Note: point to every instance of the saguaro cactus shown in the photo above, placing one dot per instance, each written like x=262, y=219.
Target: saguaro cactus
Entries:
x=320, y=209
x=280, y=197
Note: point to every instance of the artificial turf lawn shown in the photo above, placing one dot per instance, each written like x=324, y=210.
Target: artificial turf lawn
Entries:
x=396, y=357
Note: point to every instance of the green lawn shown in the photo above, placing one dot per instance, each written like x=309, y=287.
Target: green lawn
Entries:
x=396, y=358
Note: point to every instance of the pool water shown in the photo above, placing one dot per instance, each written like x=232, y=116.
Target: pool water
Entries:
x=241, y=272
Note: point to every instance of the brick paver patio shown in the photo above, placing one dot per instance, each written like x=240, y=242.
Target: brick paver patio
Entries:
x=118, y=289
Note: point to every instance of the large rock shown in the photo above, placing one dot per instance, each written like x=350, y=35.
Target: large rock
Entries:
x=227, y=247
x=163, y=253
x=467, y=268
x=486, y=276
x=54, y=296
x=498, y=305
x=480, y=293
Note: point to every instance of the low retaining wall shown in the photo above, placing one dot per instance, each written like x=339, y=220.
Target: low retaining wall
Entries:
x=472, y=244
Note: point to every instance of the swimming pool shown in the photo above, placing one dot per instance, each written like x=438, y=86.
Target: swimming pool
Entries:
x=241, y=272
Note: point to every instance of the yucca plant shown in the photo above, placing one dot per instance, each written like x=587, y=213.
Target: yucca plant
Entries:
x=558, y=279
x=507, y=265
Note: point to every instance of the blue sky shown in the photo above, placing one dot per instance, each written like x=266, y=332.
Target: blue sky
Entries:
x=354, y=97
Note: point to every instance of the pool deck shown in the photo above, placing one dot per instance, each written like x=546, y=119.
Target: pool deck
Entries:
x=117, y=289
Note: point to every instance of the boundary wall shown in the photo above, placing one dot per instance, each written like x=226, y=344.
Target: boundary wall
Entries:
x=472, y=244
++++++
■ About this task:
Lines with the word "retaining": copy each one from the data above.

■ Solution to this problem:
Note: point to every instance of the low retaining wall shown in the photo above, placing one dot per instance, each written like x=339, y=220.
Target: low retaining wall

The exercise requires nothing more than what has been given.